## Text segment
* * *
Bush Snubs Heller

Tuesday, February 19, 2008
By Alan Korwin

The lamestream media told you:

The Bush administration has asked the Supreme Court to uphold the District of Columbia’s gun ban in the D.C. v. Heller case. The Office of Solicitor General’s brief makes it clear that regulation and registration of guns is allowed under the Second Amendment.

The Uninvited Ombudsman notes however that:

The OSG brief is disappointing from a pro-rights view but the media’s characterization of it, like nearly everything the media does about guns, is just wrong.

Bush’s Justice Dept. brief recognizes 2A as an individual right, and asks that the D.C. ban be overturned. What it does not do is ask for “strict scrutiny,” the highest standard when applying 2A to other laws across the nation.

I suspect (without hard evidence) OSG is trying to justify some wiggle room in the decision, so a robust individual-right finding does not also wash away gun laws that even hard-boiled gun-rights advocates usually support (for prisoners, escapees, parolees, fugitives, arming vessels of foreign powers, violent felons, true nut jobs, sticking up convenience stores, etc). None of that would end anyway.

What’s important now is to ask the presidential candidates where they stand on gun rights. It’s critically important, so expect the media to not do it. If you can squeeze a question into the debate at a town hall, ask. For a clear description of the matter, my friend Sandy Froman has a good one posted at TownHall.com.

Some 19 briefs asking the Court to deny your rights have been filed by the usual suspects: Janet Reno and former Justice Dept. officials, the NAACP, American Academy of Pediatrics, a variety of “public health” groups, Brady and the Violence Policy Center, several city mayors, D.C. activists, and 18 members of Congress.

The brief supporting the Second Amendment from Heller’s team is due Feb. 4, and friend-of-the-Court briefs for the we-have-rights side come a week later. As many as 40 are expected. Stay tuned.

John Lott points out: The District’s acting attorney general, Peter Nickles, happily noted that the Justice Department’s brief was a “somewhat surprising and very favorable development.” Alan Gura, the attorney who will represent those challenging the ban before the Supreme Court, accused the Bush administration of “basically siding with the District of Columbia” and said that “This is definitely hostile to our position.” Los Angeles Times said in their lead on Sunday, “gun-control advocates never expected to get a boost from the Bush administration.”
* * *
## Provided material
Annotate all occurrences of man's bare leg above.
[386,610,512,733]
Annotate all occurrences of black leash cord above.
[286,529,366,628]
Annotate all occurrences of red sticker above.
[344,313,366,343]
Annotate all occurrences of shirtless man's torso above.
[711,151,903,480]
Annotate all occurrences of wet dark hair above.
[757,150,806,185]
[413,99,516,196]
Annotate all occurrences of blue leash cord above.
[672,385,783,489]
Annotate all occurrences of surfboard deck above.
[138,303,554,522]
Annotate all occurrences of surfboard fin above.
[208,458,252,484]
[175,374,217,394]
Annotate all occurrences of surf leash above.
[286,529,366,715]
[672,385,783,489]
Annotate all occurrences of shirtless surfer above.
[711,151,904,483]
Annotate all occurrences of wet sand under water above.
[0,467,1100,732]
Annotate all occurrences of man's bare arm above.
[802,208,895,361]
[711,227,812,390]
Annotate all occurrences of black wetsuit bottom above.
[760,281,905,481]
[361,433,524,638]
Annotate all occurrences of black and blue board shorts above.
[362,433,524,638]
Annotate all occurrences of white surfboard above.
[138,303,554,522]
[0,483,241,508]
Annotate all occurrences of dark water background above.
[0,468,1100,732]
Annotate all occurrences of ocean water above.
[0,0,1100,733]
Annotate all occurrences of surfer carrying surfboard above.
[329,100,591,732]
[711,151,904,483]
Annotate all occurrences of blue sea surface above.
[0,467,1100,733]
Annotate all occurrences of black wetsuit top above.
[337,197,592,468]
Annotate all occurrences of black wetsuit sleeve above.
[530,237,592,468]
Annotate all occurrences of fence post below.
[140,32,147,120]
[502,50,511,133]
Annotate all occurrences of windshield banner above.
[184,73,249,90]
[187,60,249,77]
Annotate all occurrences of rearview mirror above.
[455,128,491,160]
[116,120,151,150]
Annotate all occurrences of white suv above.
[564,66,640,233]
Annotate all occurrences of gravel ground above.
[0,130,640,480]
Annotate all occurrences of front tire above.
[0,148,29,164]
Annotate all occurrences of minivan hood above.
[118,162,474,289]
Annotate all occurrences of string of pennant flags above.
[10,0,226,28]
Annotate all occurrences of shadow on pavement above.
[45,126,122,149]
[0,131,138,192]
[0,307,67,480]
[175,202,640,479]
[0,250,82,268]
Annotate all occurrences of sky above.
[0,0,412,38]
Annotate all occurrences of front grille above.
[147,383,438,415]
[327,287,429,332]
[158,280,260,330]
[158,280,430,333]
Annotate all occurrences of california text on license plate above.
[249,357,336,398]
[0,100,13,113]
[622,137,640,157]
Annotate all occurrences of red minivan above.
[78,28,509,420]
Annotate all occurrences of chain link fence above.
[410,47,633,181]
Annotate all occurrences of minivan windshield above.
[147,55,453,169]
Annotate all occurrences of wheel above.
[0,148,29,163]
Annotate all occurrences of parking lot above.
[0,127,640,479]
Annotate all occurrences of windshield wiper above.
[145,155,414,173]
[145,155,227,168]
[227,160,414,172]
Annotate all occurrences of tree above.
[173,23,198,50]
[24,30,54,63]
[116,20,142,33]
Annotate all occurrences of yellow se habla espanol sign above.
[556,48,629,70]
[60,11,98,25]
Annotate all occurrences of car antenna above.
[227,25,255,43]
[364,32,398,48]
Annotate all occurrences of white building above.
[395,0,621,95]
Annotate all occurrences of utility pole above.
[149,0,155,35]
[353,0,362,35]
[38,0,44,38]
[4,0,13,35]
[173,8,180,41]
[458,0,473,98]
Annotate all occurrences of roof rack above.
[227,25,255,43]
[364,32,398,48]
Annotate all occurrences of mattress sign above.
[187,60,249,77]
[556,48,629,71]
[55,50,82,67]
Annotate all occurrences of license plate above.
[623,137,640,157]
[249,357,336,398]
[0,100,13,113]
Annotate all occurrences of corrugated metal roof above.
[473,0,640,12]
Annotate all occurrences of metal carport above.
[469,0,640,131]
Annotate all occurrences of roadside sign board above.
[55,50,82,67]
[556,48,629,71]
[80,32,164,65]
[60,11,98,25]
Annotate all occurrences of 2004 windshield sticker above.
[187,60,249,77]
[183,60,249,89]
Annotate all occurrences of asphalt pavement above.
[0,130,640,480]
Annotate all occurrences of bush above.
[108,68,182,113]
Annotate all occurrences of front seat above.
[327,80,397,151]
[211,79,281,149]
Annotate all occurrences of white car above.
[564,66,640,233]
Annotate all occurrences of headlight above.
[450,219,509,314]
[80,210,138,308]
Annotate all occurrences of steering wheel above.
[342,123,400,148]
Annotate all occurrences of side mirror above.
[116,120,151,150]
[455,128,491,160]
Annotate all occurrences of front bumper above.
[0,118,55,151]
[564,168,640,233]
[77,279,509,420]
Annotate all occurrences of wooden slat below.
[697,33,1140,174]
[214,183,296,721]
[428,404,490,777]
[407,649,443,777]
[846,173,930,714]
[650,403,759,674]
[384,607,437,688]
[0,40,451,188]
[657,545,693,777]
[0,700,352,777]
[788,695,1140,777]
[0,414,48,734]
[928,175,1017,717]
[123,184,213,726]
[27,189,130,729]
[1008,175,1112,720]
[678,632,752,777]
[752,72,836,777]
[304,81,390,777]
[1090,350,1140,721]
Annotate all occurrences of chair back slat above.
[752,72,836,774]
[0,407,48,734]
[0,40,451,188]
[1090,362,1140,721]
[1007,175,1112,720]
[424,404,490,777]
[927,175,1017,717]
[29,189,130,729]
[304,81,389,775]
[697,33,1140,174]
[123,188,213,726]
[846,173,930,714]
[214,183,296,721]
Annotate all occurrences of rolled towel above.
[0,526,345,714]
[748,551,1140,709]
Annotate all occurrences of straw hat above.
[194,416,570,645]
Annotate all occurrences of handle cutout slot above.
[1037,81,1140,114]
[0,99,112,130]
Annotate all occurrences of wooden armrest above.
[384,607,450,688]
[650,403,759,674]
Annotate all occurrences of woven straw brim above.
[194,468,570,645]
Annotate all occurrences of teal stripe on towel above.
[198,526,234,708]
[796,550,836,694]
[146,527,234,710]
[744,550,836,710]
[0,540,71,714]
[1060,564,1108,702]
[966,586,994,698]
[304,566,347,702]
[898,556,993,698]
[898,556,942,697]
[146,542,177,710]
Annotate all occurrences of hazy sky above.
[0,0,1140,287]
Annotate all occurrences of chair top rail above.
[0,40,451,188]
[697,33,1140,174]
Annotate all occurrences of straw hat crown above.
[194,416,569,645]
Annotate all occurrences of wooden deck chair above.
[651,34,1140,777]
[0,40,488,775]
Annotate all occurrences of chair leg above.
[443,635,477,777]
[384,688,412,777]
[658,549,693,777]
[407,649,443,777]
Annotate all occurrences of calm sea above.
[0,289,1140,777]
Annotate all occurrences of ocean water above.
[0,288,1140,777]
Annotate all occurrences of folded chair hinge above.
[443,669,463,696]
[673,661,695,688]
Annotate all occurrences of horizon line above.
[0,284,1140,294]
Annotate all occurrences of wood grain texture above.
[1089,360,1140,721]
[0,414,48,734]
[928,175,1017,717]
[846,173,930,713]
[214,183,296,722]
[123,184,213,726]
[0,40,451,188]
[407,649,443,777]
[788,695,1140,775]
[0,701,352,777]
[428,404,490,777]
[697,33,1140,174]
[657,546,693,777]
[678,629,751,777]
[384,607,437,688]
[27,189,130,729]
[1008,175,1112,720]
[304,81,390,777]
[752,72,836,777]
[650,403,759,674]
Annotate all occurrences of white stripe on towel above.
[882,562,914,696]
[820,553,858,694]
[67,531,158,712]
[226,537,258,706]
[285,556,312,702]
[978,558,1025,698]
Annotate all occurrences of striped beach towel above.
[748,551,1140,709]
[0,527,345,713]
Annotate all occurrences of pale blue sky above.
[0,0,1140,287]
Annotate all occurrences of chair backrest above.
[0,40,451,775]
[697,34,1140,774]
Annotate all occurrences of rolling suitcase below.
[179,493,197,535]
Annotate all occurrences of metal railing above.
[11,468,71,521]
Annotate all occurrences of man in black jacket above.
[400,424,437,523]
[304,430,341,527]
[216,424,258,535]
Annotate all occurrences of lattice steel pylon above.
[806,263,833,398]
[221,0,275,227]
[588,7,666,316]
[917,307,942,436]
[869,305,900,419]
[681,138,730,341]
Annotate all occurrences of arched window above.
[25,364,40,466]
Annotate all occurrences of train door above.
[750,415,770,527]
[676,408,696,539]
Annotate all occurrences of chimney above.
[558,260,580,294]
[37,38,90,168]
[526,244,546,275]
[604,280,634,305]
* * *
## Task brief
Reproduce word for word the part of the article on the Justice Department's Heller brief that opens with the words "Bush Snubs Heller" and ends after "across the nation.".

## Solved exercise
Bush Snubs Heller

Tuesday, February 19, 2008
By Alan Korwin

The lamestream media told you:

The Bush administration has asked the Supreme Court to uphold the District of Columbia’s gun ban in the D.C. v. Heller case. The Office of Solicitor General’s brief makes it clear that regulation and registration of guns is allowed under the Second Amendment.

The Uninvited Ombudsman notes however that:

The OSG brief is disappointing from a pro-rights view but the media’s characterization of it, like nearly everything the media does about guns, is just wrong.

Bush’s Justice Dept. brief recognizes 2A as an individual right, and asks that the D.C. ban be overturned. What it does not do is ask for “strict scrutiny,” the highest standard when applying 2A to other laws across the nation.